De acordo com o texto da página, em que cidade e em que década quem o escreve e Joaquim Branco se aproximaram?

▶ TEXTO DA PÁGINA:
>>>>>

“De frio e fome/ cobertos apenas pela chuva/ eles morrem às dezenas,/ vindos do país do nada/ para o nada caminhando” – escreve Joaquim Branco na abertura de seu poema “Refugiados”, que dá título a esse novo e belo livro do poeta cataguasense. Não foi à toa que Platão expulsou os poetas da República, deixou-os fora do Banquete. Quando conscientes, poetas são perigosos. Poetas apontam o caos do cotidiano. Poetas são refugiados do sistema. Poetas são refugiados até mesmo da literatura.
E
refugiados podem um dia insurgir, recusar, rebelar-se contra as injustiças: “Caminham em paralelas/ para o
infinito ou para a morte/
sobre os trilhos que os libertem/ da difícil batalha contra a sorte". Exatamente como
fazem os poetas da recusa, antenados com o mundo à sua volta. Não só com poemas
participantes, de protesto, como com aqueles outros, os poemas visionários,
antecipadores, que vão de encontro à arte tradicional. Nada mais são que também
refugiados esses poetas que fabricam seus poemas de recusa.
“Braço
que acusa o acaso”, escreveu Augusto de Campos em sua elegia para o poeta Mário
Faustino, o ´aeromorto´. O mesmo Augusto que nos diz em seu livro “Poesia da
Recusa” (Ed. Perspectiva, 2006): “Em defesa de Mallarmé, afirmou
Valéry, certa vez, que o trabalho severo, em literatura, se manifesta e se
opera por meio de recusas. A melhor poesia que se praticou em nosso tempo
passou por esse crivo. Da recusa estética (Mallarmé) à recusa ética
(Tzvietáieva), se é que ambas não estão confundidas numa só, essa poesia,
baluarte contra o fácil”.
E
Augusto se estende em seu rol de recusas: “A maioria das pessoas quer o consolo do
entretenimento, arte fácil e descartável para descansar a cabeça, ‘esquecer da
vida’, e não para problematizar-se. O que quer, afinal, Mallarmé,
com tantos enigmas? Conhecer-se. Romper os limites da linguagem para
compreender e exprimir melhor as angústias humanas diante do enigma supremo da
vida e da morte. Revitalizar a própria linguagem, dando-lhe um sentido mais
puro”.
Exatamente o que
quis e quer Joaquim Branco em seus longos anos de ofício literário. Nós nos
conhecemos – melhor, nos aproximamos e começamos a trocar ideias e dar início à
fabricação de nossos projetos literários – lá nos longes de uma Cataguases dos
anos 1960. Uma amizade que se solidifica a cada minuto, que é também (evoé,
Cassiano Ricardo!) “um século XX”, já devidamente extrapolada para este século
XXI.
E conhecer o homem,
o amigo Joaquim Branco, é conhecer um ser em toda a sua dignidade, um
intelectual íntegro, é saber das “recusas” representadas por seus trabalhos –
da qualidade, da coerência de sua obra que se perpetua em sua já longa
trajetória. É saber de suas incursões pelos vários movimentos que foram surgindo
– concretismo, práxis, poema processo, poema postal, poema visual – que
demonstraram o poeta atento ao seu tempo.

<<<<<

▶ DADOS FORNECIDOS:
>>>>>

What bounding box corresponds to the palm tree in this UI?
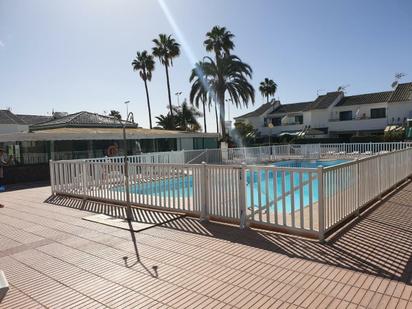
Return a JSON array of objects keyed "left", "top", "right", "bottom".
[
  {"left": 109, "top": 109, "right": 122, "bottom": 120},
  {"left": 173, "top": 100, "right": 202, "bottom": 131},
  {"left": 259, "top": 78, "right": 278, "bottom": 103},
  {"left": 153, "top": 34, "right": 180, "bottom": 116},
  {"left": 189, "top": 62, "right": 211, "bottom": 133},
  {"left": 203, "top": 26, "right": 235, "bottom": 59},
  {"left": 132, "top": 50, "right": 154, "bottom": 129},
  {"left": 156, "top": 113, "right": 175, "bottom": 130},
  {"left": 196, "top": 55, "right": 255, "bottom": 140}
]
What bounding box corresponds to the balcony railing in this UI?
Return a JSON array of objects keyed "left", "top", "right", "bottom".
[{"left": 329, "top": 117, "right": 386, "bottom": 122}]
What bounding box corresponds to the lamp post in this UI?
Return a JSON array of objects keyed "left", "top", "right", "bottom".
[
  {"left": 119, "top": 112, "right": 134, "bottom": 221},
  {"left": 175, "top": 91, "right": 182, "bottom": 106},
  {"left": 268, "top": 119, "right": 273, "bottom": 160},
  {"left": 124, "top": 100, "right": 130, "bottom": 116}
]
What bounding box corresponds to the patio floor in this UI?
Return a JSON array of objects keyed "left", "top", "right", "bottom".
[{"left": 0, "top": 183, "right": 412, "bottom": 308}]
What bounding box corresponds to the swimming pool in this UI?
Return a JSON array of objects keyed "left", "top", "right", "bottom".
[
  {"left": 246, "top": 160, "right": 350, "bottom": 213},
  {"left": 273, "top": 160, "right": 350, "bottom": 168},
  {"left": 122, "top": 160, "right": 349, "bottom": 213}
]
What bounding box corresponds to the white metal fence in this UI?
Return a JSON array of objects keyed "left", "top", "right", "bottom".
[{"left": 50, "top": 145, "right": 412, "bottom": 240}]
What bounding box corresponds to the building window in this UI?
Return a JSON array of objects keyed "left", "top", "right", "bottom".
[
  {"left": 272, "top": 117, "right": 282, "bottom": 126},
  {"left": 295, "top": 115, "right": 303, "bottom": 124},
  {"left": 339, "top": 111, "right": 352, "bottom": 121},
  {"left": 371, "top": 108, "right": 386, "bottom": 119},
  {"left": 264, "top": 117, "right": 282, "bottom": 127}
]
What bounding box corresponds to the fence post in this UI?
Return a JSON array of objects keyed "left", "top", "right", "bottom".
[
  {"left": 200, "top": 161, "right": 209, "bottom": 222},
  {"left": 49, "top": 160, "right": 56, "bottom": 195},
  {"left": 81, "top": 160, "right": 87, "bottom": 202},
  {"left": 239, "top": 162, "right": 247, "bottom": 229},
  {"left": 355, "top": 158, "right": 360, "bottom": 217},
  {"left": 318, "top": 166, "right": 325, "bottom": 243}
]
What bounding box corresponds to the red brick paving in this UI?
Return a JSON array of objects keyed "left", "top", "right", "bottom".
[{"left": 0, "top": 184, "right": 412, "bottom": 308}]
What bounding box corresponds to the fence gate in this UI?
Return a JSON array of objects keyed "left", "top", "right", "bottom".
[{"left": 205, "top": 165, "right": 244, "bottom": 221}]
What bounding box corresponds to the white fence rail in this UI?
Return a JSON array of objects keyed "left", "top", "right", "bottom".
[
  {"left": 50, "top": 146, "right": 412, "bottom": 240},
  {"left": 322, "top": 148, "right": 412, "bottom": 236}
]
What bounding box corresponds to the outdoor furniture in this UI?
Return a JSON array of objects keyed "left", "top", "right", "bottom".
[{"left": 0, "top": 270, "right": 9, "bottom": 304}]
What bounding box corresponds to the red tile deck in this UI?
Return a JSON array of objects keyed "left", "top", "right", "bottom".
[{"left": 0, "top": 184, "right": 412, "bottom": 308}]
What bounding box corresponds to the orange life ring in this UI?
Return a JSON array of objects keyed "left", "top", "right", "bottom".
[{"left": 107, "top": 145, "right": 119, "bottom": 157}]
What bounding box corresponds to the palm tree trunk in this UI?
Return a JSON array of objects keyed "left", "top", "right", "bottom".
[
  {"left": 217, "top": 93, "right": 227, "bottom": 142},
  {"left": 144, "top": 80, "right": 153, "bottom": 129},
  {"left": 165, "top": 65, "right": 173, "bottom": 117},
  {"left": 202, "top": 99, "right": 207, "bottom": 133},
  {"left": 215, "top": 102, "right": 219, "bottom": 134}
]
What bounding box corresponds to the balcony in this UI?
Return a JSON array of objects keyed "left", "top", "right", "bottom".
[{"left": 329, "top": 117, "right": 388, "bottom": 131}]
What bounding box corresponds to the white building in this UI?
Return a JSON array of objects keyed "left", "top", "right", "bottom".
[{"left": 235, "top": 83, "right": 412, "bottom": 137}]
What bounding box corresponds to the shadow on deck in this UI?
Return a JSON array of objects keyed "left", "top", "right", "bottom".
[{"left": 46, "top": 183, "right": 412, "bottom": 284}]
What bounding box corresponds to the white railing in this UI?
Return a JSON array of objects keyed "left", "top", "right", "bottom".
[
  {"left": 246, "top": 166, "right": 319, "bottom": 232},
  {"left": 50, "top": 146, "right": 412, "bottom": 240},
  {"left": 322, "top": 148, "right": 412, "bottom": 236}
]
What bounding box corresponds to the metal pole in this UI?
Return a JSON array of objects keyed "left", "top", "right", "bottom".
[{"left": 123, "top": 112, "right": 133, "bottom": 220}]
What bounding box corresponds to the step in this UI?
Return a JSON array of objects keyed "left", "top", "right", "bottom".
[{"left": 0, "top": 270, "right": 9, "bottom": 304}]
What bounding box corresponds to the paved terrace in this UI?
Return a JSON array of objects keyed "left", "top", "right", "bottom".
[{"left": 0, "top": 180, "right": 412, "bottom": 308}]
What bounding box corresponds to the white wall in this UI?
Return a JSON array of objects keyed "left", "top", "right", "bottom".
[
  {"left": 387, "top": 101, "right": 412, "bottom": 124},
  {"left": 329, "top": 118, "right": 387, "bottom": 132},
  {"left": 0, "top": 124, "right": 29, "bottom": 134},
  {"left": 329, "top": 102, "right": 388, "bottom": 120},
  {"left": 179, "top": 137, "right": 193, "bottom": 150}
]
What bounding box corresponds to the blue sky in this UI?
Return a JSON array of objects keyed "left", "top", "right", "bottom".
[{"left": 0, "top": 0, "right": 412, "bottom": 129}]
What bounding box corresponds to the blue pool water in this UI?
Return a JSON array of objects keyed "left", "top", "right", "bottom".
[
  {"left": 123, "top": 160, "right": 348, "bottom": 213},
  {"left": 246, "top": 160, "right": 348, "bottom": 212},
  {"left": 273, "top": 160, "right": 348, "bottom": 168}
]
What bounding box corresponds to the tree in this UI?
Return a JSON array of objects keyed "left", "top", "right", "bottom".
[
  {"left": 203, "top": 26, "right": 235, "bottom": 59},
  {"left": 156, "top": 113, "right": 175, "bottom": 130},
  {"left": 173, "top": 100, "right": 202, "bottom": 131},
  {"left": 153, "top": 34, "right": 180, "bottom": 119},
  {"left": 132, "top": 50, "right": 154, "bottom": 129},
  {"left": 259, "top": 78, "right": 278, "bottom": 103},
  {"left": 189, "top": 62, "right": 211, "bottom": 133},
  {"left": 109, "top": 109, "right": 122, "bottom": 120},
  {"left": 196, "top": 55, "right": 255, "bottom": 141},
  {"left": 198, "top": 26, "right": 255, "bottom": 141},
  {"left": 156, "top": 100, "right": 202, "bottom": 132},
  {"left": 235, "top": 121, "right": 257, "bottom": 143}
]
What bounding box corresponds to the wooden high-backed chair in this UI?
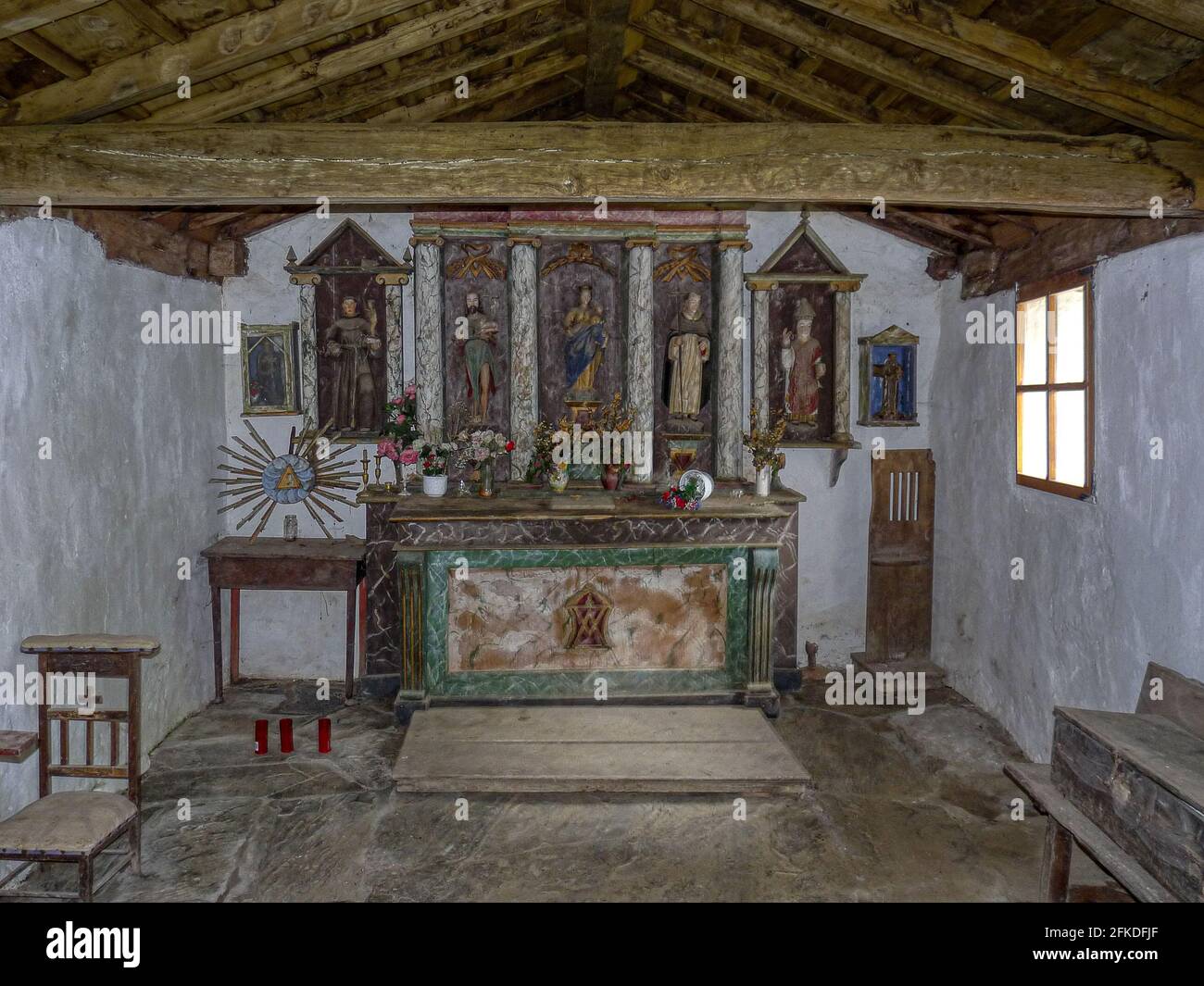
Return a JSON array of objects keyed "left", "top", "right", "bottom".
[
  {"left": 864, "top": 449, "right": 936, "bottom": 664},
  {"left": 0, "top": 633, "right": 159, "bottom": 902}
]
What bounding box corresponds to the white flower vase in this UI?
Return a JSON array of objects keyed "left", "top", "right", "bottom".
[{"left": 756, "top": 466, "right": 773, "bottom": 496}]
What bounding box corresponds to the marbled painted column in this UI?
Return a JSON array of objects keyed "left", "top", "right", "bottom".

<<<<<

▶ RESPOSTA ESPERADA: Em Cataguases, nos anos 1960.